Inheritance in Scots law, the interaction of prior rights on intestacy and legal rights, and legislative reform

DISCLAIMER: what follows is a technical blog post on an aspect of the Scots law of succession (inheritance). The law of succession comprises the body of rules that apply in any legal system that provides for the flow of property from the dead (who no longer have much use for property) to the living. Specifically, this post is about the law that applies in a situation of intestacy, where a late Scot has not made any plans for that flow of property post mortem; that is to say, where the deceased left no will or other testamentary writing.

In Scots law, the rules of intestacy allow (where relevant) certain people to make certain claims of a deceased person’s estate, those people being: a spouse or civil partner; a cohabitant; and/or a child (or children, or indeed any descendants of a child or children, who are able to “represent” a deceased parent). (For ease I will generally to children from now on, but note that the legalese of “issue” is sometimes used for offspring. I will also say “spouse” rather than “spouse/civil partner”.)

For better or for worse, these claims are called “legal rights”. As to how much relevant people can claim, I have noted below* how legal rights would be calculated where the deceased is survived by 1) a spouse 2) issue or 3) both. I am not going to explain the policy rationale behind legal rights here as this post is long enough (sorry) but I have blogged on this topic before. Legal rights are only payable from the moveable estate of the deceased (say a car, a bank account, a painting): no legal rights claims can be made in relation to land.

After any and all of these claims are satisfied, the remainder of the estate will then go to a relative (normally a child or children, if there are any). (Where there are no living, eligible relatives, the estate will go to the state.) The ranking here is determined by section 2 of the Succession (Scotland) Act 1964.

Legal rights are not the full story though. Where there is not a will, some other rights come into play. The Succession (Scotland) Act 1964 also deals with “prior rights on intestacy”, in addition to the legal rights which can be claimed from a deceased person’s moveable estate. When it was enacted, the 1964 Act was framed in a way that ensured that these legal rights of the spouse and any children fall to be calculated after the “prior rights” of the spouse partner have been satisfied. These prior rights give the spouse first dibs on 1) a dwelling house, 2) furniture, and 3) a sum of money, within financial limits set by legislation.

The fact that legal rights come after prior rights can be seen in section 10 “Abolition of terce and courtesy, and calculation of legal rights”. The relevant subsection provides as follows:

(2) The amount of any claim to [legal rights]** out of an estate shall be calculated by reference to so much of the net moveable estate as remains after the satisfaction of any claims thereon under the two last foregoing sections.

I will come back to the emphasised text.

Section 8 and section 9 deal with the “Prior rights of surviving spouse, on intestacy, in dwelling house and furniture” and the “Prior right of surviving spouse to financial provision on intestacy”. As originally enacted, prior rights were paid first, then legal rights calculations would follow. That is to say, they were “the two last foregoing sections” referred to in section 10.

The trouble is, there is now a section 9A. This was inserted by later legislation

The prior two sections to section 10 are section 9 and section 9A. As such, the emphasised text now sends you to one incorrect and one correct section, rather than the two correct sections.

◆ Jobs:
• a. List the things that, according to the post on Scots intestacy law, prior rights give a surviving spouse first claim to.
• b. Continue the blog post on Scots intestacy law from the point where it ends.

◆ Collected data:
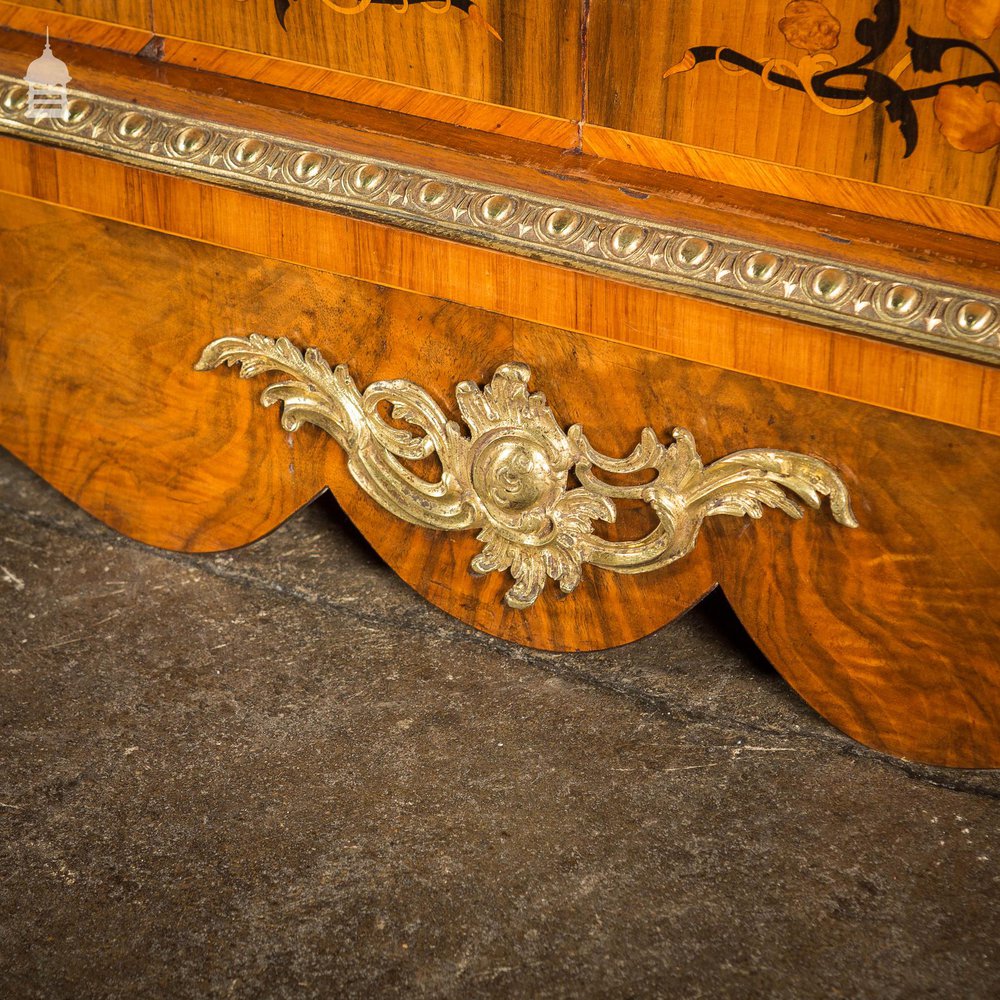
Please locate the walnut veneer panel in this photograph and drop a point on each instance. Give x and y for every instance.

◆ Answers given:
• a.
1. A dwelling house
2. Furniture
3. A sum of money, within financial limits set by legislation

• b.
Accordingly, on a literal reading, there seems to be no need to take account of section 8 when calculating the net moveable estate. That means up to £29,000 of (moveable) plenishings will not be excluded from the calculation in relation to legal rights, £29,000 being the current value of furniture and plenishings a spouse is entitled to. If this is to be the case, the legal rights calculation would be made using an over-inflated amount. Performing the calculation on that basis would then deplete the amount that would be left to any surviving family after the payment of legal rights. (Mathematically, this would seem to me to be to the surviving spouse’s benefit in many circumstances, as the remainder of the estate after dealing with legal rights – the “free estate” – would normally go to a relation or relations higher up the hierarchy established by the aforementioned section 2 rather than the spouse.)

I have spoken to a few (academic) lawyers about this. None have told me I am barking up a non-existent tree. It is fair to say we all agree the drafting is not up to best practice, for the very reason that it has been either obscured or defeated by the interposal of a new section 9A.

What would happen were someone to try to argue this point? (I wonder if someone already has?)

One argument would be that “prior rights” naturally come before everything else: the clue is in the name. Fair enough, but statutes should be clear in their substantive terms, and those terms do not mention the word “prior”. Further, a canon of statutory interpretation is that recourse to headings etc. is generally to be avoided, and “prior right” or “prior rights” only appear in the headings.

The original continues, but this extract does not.